(Part of a data file)
+--
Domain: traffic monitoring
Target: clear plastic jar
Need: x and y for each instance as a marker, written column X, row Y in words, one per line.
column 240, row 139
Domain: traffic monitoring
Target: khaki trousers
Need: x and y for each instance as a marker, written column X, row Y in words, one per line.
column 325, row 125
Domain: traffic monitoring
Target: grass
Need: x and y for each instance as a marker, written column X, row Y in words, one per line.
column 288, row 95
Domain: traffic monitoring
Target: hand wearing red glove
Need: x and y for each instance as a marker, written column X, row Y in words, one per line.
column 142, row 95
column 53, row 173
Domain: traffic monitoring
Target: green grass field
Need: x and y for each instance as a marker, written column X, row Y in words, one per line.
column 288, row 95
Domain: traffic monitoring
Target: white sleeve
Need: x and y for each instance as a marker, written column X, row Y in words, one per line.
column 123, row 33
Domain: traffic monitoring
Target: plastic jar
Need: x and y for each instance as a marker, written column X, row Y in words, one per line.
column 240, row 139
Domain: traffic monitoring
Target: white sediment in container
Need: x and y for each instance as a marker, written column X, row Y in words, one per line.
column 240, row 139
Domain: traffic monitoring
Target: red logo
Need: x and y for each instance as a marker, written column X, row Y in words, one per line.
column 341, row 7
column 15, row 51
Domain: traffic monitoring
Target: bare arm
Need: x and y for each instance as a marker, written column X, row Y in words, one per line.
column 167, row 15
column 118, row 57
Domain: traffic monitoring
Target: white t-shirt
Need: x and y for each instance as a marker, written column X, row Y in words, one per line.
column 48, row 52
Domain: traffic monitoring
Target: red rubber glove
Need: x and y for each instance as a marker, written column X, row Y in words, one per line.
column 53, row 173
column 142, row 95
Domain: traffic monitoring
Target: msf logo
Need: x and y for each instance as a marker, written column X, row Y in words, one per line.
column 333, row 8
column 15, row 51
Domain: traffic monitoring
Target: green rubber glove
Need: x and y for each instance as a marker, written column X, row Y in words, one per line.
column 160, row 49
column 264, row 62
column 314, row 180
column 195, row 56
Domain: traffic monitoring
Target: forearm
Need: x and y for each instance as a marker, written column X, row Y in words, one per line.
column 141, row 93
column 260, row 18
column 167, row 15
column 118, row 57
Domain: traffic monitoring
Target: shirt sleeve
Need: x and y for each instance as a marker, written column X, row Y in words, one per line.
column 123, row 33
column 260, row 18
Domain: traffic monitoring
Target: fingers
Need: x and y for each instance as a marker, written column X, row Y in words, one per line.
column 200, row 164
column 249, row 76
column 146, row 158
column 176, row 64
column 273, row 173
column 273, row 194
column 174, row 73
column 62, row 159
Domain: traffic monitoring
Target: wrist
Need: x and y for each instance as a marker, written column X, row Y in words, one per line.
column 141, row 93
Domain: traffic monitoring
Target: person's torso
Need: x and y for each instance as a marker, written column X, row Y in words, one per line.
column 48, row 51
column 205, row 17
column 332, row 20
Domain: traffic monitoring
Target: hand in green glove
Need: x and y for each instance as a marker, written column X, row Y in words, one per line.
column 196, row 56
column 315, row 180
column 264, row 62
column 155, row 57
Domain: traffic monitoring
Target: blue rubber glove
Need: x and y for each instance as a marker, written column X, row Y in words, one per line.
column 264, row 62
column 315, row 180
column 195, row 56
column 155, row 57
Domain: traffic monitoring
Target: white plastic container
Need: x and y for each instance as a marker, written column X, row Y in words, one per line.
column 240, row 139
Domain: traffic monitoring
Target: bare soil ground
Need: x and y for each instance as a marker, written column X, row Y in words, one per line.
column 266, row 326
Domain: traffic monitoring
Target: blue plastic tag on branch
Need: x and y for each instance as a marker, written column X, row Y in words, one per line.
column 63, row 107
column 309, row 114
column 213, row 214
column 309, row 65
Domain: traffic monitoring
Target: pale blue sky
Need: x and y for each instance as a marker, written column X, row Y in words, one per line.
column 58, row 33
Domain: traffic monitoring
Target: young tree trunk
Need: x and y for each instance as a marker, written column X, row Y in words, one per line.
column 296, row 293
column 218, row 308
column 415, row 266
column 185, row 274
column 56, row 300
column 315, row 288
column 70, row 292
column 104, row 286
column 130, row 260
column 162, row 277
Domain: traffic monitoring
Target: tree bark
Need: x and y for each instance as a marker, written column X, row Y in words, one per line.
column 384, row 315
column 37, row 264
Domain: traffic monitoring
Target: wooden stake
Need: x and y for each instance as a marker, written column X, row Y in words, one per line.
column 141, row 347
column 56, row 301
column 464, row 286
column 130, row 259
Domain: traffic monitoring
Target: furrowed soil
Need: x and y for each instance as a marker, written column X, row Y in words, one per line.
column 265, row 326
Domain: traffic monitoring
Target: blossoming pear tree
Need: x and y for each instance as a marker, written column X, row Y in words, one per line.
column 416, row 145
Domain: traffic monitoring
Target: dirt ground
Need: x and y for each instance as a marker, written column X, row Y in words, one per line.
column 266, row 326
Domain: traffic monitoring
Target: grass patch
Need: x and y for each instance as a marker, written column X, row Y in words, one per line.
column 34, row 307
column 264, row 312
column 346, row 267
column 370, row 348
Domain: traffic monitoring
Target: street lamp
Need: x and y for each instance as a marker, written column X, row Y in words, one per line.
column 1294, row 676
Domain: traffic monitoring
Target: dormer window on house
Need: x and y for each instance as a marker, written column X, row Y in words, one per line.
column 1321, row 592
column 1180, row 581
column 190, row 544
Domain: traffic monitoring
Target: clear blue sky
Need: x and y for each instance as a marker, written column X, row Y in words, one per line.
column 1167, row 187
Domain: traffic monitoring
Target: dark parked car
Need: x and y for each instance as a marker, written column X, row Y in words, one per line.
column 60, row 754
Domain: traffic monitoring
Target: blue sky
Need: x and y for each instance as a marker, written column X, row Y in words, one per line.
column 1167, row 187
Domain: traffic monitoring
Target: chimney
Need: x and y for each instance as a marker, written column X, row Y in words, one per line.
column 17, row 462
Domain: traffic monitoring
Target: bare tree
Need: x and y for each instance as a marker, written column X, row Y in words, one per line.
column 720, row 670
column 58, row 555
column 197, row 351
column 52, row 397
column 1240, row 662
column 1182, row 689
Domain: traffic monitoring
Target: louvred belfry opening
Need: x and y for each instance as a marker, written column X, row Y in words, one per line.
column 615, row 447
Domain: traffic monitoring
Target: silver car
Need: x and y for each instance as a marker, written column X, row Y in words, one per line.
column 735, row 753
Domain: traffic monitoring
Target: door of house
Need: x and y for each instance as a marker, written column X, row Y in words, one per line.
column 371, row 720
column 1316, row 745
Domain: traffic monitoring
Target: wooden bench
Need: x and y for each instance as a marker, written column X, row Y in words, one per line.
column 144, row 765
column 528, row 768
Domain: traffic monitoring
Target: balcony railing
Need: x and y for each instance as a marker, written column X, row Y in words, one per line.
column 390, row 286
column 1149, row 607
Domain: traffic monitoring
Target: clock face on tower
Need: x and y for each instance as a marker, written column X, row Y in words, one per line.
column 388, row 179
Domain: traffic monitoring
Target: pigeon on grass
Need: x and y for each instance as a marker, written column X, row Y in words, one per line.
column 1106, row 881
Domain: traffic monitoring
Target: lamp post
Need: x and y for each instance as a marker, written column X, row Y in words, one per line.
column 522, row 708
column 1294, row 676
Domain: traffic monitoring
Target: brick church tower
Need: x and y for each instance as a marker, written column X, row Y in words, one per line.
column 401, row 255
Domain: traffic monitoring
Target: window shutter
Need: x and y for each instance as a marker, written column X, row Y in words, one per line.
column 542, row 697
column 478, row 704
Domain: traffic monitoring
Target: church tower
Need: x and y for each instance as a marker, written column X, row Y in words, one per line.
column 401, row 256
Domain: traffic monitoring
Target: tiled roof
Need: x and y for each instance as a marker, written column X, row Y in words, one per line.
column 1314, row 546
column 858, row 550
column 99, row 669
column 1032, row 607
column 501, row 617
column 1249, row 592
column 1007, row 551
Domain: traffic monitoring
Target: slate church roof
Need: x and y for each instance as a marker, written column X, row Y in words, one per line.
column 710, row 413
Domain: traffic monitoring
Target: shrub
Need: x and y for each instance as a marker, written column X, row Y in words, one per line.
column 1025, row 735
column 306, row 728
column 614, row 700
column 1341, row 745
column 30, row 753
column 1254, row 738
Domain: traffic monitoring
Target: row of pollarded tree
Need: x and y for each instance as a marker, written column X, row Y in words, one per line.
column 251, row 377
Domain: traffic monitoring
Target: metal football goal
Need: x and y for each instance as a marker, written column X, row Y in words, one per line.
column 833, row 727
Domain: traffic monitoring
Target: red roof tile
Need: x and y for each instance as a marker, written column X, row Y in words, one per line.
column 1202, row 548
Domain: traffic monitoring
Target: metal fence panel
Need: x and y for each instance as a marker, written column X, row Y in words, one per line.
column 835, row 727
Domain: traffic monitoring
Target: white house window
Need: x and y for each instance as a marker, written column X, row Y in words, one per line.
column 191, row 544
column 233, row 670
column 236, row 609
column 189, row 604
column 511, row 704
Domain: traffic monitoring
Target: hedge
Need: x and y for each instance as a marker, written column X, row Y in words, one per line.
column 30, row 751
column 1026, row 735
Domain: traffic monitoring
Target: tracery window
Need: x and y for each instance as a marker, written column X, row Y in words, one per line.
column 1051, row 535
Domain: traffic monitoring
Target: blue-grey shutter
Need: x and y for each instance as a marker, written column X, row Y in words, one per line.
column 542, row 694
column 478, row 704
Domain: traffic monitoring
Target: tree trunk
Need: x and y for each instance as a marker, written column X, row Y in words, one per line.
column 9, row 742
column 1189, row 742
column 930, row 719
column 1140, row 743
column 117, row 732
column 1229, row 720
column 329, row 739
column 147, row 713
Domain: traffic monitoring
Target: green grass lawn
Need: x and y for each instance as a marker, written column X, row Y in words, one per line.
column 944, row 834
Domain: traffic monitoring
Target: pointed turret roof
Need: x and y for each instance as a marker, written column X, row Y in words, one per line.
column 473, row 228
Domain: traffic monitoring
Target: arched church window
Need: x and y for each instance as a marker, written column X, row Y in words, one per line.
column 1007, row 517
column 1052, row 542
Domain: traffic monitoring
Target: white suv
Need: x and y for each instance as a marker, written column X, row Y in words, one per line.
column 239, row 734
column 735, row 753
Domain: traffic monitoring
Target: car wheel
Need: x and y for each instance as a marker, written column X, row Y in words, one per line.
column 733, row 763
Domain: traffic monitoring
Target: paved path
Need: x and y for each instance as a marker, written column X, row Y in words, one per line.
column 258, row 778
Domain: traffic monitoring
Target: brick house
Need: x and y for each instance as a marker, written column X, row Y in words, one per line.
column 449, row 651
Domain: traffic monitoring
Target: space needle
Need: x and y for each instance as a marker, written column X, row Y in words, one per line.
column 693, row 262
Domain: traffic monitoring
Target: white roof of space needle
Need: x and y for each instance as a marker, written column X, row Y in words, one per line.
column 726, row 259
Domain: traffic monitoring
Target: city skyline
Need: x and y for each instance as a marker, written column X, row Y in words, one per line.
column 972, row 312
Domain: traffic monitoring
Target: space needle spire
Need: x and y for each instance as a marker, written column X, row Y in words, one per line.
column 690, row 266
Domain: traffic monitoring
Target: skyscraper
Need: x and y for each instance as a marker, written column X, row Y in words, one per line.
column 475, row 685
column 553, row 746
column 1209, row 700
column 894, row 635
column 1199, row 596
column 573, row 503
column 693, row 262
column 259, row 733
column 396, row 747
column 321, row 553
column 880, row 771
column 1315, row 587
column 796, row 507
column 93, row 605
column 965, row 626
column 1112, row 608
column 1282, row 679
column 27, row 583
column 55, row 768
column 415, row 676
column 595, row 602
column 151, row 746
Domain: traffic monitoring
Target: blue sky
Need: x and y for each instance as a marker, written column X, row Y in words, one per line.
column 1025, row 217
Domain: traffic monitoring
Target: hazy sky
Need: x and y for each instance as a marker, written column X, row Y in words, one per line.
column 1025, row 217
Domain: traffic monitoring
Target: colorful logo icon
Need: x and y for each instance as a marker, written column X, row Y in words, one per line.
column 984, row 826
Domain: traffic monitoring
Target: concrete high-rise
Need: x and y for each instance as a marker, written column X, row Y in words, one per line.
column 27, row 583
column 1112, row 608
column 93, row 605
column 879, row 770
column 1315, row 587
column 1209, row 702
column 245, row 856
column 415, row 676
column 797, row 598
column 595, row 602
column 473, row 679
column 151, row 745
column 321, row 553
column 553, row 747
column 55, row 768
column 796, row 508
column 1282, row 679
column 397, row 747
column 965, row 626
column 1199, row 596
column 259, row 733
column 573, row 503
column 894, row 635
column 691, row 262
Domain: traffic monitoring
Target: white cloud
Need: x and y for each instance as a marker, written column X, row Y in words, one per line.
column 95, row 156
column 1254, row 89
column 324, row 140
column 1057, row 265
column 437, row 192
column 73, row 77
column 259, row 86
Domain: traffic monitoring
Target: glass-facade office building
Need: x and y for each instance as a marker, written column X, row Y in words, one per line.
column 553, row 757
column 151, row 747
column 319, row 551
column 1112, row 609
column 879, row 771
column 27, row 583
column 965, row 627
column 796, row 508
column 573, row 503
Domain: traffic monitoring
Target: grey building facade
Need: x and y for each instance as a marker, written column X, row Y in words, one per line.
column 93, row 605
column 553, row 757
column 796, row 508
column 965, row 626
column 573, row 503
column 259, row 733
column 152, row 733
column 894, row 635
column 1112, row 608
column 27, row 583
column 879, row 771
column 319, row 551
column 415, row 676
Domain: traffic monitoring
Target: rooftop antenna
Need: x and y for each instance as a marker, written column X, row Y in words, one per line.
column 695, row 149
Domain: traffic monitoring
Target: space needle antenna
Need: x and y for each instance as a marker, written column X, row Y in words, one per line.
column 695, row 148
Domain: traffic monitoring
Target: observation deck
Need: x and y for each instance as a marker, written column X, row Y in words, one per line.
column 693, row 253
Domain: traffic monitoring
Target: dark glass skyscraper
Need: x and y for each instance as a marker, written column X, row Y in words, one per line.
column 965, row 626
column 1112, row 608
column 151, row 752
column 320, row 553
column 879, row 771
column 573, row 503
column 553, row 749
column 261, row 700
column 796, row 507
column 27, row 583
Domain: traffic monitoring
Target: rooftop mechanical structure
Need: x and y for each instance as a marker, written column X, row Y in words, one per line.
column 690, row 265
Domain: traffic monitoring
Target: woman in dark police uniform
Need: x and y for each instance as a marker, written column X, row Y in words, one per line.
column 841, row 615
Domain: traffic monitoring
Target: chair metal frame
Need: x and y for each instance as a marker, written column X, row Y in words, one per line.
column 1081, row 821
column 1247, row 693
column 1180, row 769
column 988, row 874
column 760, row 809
+--
▸ EXERCISE DETAILS
Please report each line of the data above that contains the word "bare".

▸ RESULT
Target: bare arm
Target: bare soil ground
Target: bare tree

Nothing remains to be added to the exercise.